» EXERCISE BRIEF
From the line that contains "Each returned point MUST lie on the matching green" to the last line of the entries, set down each line exactly as written, both ends included, with nothing else.

Content starts

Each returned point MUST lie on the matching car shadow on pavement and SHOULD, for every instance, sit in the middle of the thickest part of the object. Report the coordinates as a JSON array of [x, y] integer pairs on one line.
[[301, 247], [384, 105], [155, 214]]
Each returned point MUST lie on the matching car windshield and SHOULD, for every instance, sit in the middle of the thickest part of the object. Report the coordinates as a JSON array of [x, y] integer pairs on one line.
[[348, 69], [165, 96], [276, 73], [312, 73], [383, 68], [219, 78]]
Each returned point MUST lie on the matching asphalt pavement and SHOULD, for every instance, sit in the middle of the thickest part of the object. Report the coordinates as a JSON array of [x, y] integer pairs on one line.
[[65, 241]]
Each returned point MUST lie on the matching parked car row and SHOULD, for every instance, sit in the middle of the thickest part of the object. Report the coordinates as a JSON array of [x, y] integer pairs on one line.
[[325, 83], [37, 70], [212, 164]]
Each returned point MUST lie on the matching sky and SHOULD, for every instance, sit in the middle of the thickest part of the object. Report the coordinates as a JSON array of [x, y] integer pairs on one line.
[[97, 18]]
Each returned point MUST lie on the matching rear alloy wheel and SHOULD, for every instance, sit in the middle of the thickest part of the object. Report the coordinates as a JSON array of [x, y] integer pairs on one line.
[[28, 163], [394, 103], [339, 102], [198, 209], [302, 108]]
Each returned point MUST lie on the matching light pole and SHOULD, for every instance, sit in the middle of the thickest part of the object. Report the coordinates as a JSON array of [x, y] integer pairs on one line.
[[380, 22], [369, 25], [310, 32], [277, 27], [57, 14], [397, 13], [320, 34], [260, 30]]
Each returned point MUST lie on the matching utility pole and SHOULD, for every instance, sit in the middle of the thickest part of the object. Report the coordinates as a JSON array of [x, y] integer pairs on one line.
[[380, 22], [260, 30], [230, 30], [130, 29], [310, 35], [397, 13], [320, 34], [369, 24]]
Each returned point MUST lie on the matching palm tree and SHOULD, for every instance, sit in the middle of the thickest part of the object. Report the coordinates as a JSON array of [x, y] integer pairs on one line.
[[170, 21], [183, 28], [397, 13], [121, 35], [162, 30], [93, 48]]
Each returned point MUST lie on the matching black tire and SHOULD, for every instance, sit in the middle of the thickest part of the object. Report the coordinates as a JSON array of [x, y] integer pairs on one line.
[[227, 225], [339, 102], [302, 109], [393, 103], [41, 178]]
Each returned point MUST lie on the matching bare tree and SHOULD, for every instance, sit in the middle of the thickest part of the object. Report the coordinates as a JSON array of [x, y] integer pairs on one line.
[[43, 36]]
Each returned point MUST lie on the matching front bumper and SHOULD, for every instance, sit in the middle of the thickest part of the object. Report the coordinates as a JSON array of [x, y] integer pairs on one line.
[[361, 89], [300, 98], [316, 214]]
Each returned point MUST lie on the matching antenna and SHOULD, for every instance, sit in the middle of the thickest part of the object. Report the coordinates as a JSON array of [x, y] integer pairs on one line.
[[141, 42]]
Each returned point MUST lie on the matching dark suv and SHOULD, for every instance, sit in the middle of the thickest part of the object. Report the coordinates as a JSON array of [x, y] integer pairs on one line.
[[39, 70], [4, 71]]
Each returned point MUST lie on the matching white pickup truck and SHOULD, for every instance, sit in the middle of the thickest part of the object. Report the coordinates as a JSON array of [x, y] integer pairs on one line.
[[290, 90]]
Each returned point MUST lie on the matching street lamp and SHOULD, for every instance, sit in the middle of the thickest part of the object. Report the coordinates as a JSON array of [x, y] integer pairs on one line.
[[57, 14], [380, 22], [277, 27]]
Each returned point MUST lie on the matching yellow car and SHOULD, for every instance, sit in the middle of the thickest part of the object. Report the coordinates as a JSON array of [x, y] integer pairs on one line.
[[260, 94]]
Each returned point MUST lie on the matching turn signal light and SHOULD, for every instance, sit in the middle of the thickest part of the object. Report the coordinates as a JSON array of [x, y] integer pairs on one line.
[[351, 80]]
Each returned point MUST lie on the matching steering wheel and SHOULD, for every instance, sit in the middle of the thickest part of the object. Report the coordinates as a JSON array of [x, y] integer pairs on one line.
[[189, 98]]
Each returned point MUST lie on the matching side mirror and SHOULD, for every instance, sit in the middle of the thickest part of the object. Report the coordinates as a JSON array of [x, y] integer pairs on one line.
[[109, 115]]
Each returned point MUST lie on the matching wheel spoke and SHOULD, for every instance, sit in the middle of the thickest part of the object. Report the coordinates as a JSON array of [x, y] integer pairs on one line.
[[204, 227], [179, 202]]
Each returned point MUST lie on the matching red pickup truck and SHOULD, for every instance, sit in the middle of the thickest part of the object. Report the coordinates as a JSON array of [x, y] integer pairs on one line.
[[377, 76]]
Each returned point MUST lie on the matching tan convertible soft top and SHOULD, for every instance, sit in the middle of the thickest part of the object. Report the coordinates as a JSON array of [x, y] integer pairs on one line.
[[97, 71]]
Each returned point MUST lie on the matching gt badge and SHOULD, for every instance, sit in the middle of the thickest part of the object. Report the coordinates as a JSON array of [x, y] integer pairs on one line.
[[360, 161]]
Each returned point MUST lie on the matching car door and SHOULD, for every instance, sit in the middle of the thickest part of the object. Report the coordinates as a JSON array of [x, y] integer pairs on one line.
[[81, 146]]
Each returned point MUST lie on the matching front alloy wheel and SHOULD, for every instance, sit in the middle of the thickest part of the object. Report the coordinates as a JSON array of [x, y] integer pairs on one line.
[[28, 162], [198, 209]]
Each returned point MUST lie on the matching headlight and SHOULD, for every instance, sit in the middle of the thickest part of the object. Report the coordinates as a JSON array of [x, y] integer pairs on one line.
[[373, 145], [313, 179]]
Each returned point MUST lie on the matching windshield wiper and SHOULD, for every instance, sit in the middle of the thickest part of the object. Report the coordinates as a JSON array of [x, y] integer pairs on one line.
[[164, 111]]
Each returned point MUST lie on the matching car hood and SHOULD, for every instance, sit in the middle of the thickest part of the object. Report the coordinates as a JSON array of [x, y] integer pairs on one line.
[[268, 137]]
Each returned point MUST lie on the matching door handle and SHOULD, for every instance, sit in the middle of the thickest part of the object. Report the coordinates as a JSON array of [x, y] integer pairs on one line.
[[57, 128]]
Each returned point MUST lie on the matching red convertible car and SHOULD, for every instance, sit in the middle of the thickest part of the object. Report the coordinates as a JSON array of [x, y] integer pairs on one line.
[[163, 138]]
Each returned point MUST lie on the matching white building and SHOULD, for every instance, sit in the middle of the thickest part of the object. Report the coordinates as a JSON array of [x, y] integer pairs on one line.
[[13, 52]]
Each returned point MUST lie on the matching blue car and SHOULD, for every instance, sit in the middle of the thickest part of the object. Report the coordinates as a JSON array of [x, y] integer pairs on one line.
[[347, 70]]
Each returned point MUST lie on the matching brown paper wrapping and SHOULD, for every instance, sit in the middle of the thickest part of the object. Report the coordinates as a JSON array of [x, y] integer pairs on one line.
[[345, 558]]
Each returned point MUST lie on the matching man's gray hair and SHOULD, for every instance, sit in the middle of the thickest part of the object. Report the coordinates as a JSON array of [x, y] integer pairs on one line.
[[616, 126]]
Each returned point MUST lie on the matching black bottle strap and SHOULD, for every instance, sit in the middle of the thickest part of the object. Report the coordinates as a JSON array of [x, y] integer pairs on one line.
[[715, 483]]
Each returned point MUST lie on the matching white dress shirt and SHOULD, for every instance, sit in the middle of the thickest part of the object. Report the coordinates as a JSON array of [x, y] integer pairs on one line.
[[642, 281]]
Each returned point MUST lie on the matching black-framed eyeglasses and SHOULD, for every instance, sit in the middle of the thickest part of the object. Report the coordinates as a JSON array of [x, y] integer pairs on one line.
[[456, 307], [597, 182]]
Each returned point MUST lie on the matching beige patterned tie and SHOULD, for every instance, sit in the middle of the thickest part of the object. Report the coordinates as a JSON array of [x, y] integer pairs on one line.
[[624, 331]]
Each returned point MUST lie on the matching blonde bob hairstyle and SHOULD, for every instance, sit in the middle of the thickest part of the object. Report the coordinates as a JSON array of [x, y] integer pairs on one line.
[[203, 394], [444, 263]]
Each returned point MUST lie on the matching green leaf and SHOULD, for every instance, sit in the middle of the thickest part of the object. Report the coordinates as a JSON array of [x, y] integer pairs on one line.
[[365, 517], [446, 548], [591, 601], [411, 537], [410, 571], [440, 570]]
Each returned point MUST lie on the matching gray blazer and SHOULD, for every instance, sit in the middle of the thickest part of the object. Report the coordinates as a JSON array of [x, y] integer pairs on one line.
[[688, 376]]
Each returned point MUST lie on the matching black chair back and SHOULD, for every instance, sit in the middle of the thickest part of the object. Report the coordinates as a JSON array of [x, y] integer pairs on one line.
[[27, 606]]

Content ends

» EXERCISE RESPONSE
Each returned point MUST lie on the matching green leaf and SHOULD, for every instance, sit in the middle of the thickest part of the object. Report the coordinates as a JSON array of [x, y] integer pairs on one line.
[[365, 517], [446, 548], [591, 601], [411, 537], [410, 571], [440, 570]]
Each returned point MUST lie on the matching gray blazer and SHOULD, for every instance, sit in the middle of the thickest part of the object. Report the coordinates as a JSON array of [x, y] integer pairs on one line.
[[688, 376]]
Each returned point MUST lie on the matching black chair back and SHOULD, for every instance, sit in the middle of the thickest part of the object. Report the coordinates as a JSON array of [x, y] integer pairs on one line.
[[27, 606]]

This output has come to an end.